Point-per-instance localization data
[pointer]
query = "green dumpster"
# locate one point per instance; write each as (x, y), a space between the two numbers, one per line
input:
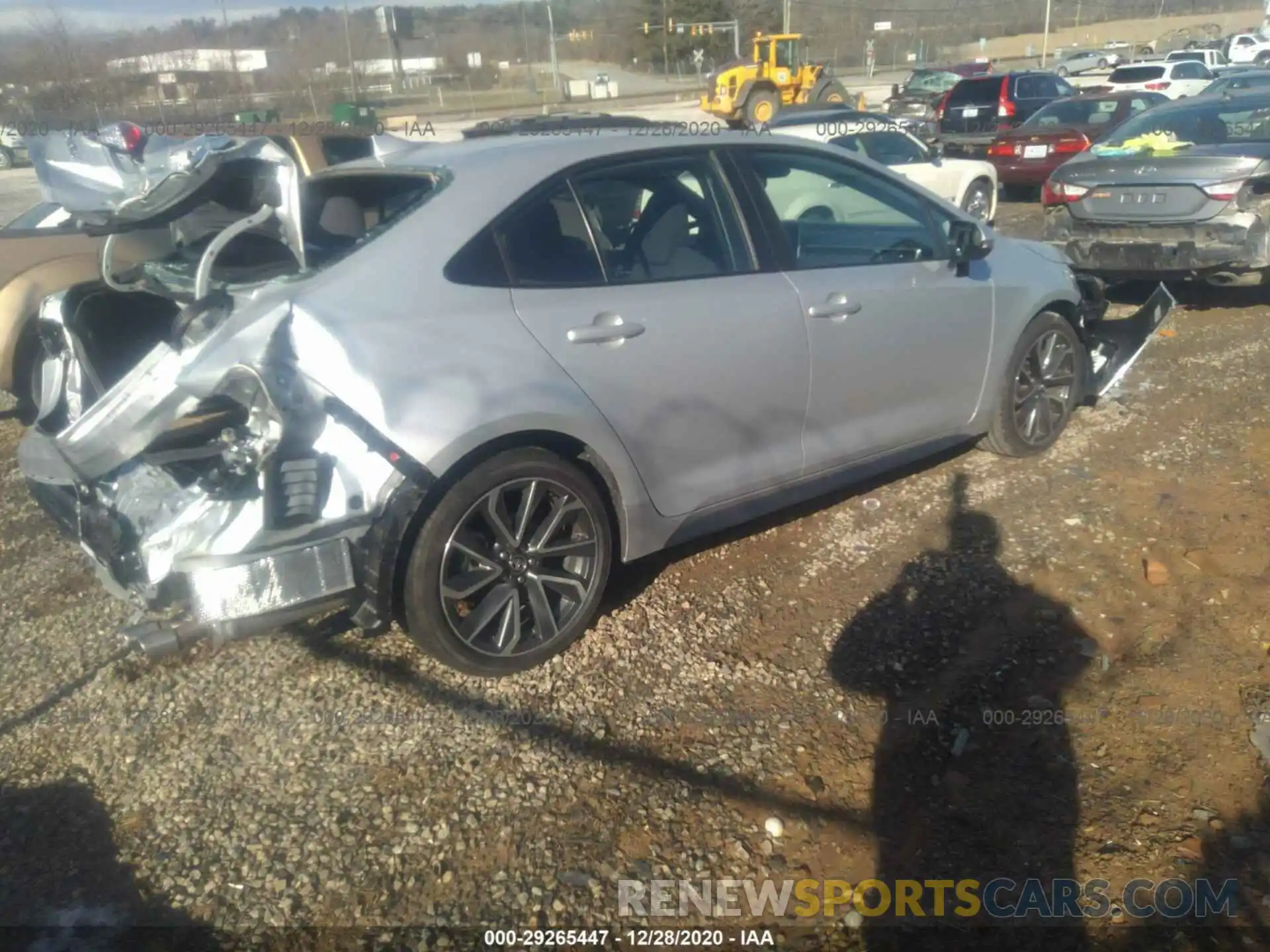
(353, 114)
(258, 116)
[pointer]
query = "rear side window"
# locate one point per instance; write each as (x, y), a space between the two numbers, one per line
(479, 263)
(548, 244)
(1137, 74)
(976, 92)
(346, 149)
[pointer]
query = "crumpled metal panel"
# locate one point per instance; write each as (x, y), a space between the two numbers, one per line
(273, 583)
(101, 184)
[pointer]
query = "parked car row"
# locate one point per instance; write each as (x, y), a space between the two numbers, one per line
(450, 385)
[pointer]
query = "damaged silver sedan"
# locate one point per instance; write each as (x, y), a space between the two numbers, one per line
(448, 385)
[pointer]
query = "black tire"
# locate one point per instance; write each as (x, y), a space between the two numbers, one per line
(761, 107)
(28, 361)
(832, 92)
(1006, 436)
(432, 616)
(978, 194)
(1019, 193)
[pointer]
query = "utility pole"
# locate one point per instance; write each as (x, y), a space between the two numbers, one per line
(349, 42)
(229, 40)
(1044, 44)
(525, 30)
(666, 41)
(556, 66)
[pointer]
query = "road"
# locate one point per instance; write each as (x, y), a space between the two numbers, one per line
(759, 676)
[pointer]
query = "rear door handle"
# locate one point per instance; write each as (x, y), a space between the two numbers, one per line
(836, 305)
(607, 328)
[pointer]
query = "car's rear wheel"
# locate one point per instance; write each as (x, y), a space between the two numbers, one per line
(977, 200)
(1042, 386)
(508, 569)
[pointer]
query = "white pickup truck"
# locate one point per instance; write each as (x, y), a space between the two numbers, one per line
(1213, 59)
(1249, 48)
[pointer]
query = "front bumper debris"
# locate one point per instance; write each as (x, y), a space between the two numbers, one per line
(1114, 346)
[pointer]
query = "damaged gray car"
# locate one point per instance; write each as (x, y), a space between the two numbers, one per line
(1177, 192)
(447, 387)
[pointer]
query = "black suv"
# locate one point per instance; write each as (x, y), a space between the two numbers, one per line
(980, 107)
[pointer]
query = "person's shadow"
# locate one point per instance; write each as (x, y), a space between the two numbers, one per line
(974, 775)
(64, 889)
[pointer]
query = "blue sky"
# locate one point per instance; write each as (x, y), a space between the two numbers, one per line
(124, 15)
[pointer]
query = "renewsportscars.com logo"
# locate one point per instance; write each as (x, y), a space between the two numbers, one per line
(999, 899)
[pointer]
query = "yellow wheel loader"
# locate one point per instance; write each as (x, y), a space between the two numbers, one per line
(779, 74)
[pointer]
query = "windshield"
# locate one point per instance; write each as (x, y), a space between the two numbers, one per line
(934, 81)
(1075, 112)
(1203, 124)
(1137, 74)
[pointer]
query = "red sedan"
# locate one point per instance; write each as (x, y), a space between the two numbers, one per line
(1028, 154)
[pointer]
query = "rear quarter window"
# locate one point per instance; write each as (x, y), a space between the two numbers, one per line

#### Your objective
Print each entry shown above with exact wording and no pictures.

#### Written solution
[pointer]
query = "green dumpster"
# locate one point per instance; write each as (x, y), a space between the two numbers, one per line
input:
(353, 114)
(258, 116)
[pointer]
query = "rear side window"
# locate one point per instance; write each as (x, y), a space between the two numbers, one per line
(479, 263)
(548, 244)
(1137, 74)
(976, 92)
(346, 149)
[pointer]
query = "crumpled metal panel"
# locate one point per instance; write each as (x, y), a space between the two numbers, one per line
(273, 583)
(101, 184)
[pointer]
query = "parked car row"
# locate one point per instance; write each as (x, y), a space between the two numbers, one per line
(450, 385)
[pointer]
query = "damaged silver sedan"
# locate one point per instance; write each as (x, y), a space between the two numbers, one per line
(448, 385)
[pointer]
query = "black tire"
# locate one point per instance; write each as (x, y), a space between the two numbers, one per line
(761, 107)
(28, 361)
(832, 92)
(1006, 436)
(432, 616)
(978, 194)
(1019, 193)
[pointer]
query = "utility pole"
# locate one point per instance; write each as (x, y), a space between the two numbers, one per line
(349, 42)
(229, 40)
(1044, 44)
(525, 30)
(666, 41)
(556, 66)
[pointer]
query = "road"
# locate one point per instance; write each as (x, y), a space between the two numbers, one per line
(759, 676)
[pointer]
query = "rear door handle"
# locate one point per instance; write each as (x, y), a space between the two numbers, one per line
(836, 305)
(607, 328)
[pointer]
query = "car's rear wheel"
# locate one point per instance; write each as (x, y), a space between the two numbers, one per line
(977, 200)
(1042, 386)
(508, 569)
[pointer]
query = "white pickup truck"
# locate one point per instance; write each as (x, y), a space between the two numbers, one per line
(1213, 59)
(1249, 48)
[pointer]
query = "front bumper debris"
# locate one point per instance; write each as (x, y), a space between the two numbers, one per line
(1114, 346)
[pointer]
query = "damaged gray car"
# locate one point per instance; write each as (x, y), a space between the two numbers, one per line
(1177, 192)
(447, 387)
[pointer]
query = "black suv"
# locate one point per instance; write each as (x, y), a space between the two numbers, one per line
(980, 107)
[pointer]
query = "person's shadow"
# locate one point per instance; write each as (x, y), a space between the two numbers, one per line
(974, 775)
(64, 889)
[pointer]
query = "blue sky"
# locate one point per instance; write each as (x, y), a space between the two numbers, one per line
(124, 15)
[pointer]
query = "renewsportscars.com logo"
# locate one point per instance; write each as (x, y), a space between the two numbers, one per line
(999, 899)
[pointer]
query = "yellow wheel loader"
# locate one point per instance; write each as (x, y), a space between the two numbers, one per line
(779, 74)
[pointer]
query = "windshield"
# locate one point per instance; write each as (x, y), a space between the two numbers, one per line
(934, 81)
(1075, 112)
(1203, 124)
(1137, 74)
[pointer]
query = "red sedan"
# locate one point per instance; write each as (x, y), a space between the two numbers, one per line
(1028, 154)
[pointer]
query = "rear quarter window"
# locate one point per instance; write each as (x, y), a space between the two numbers, one per line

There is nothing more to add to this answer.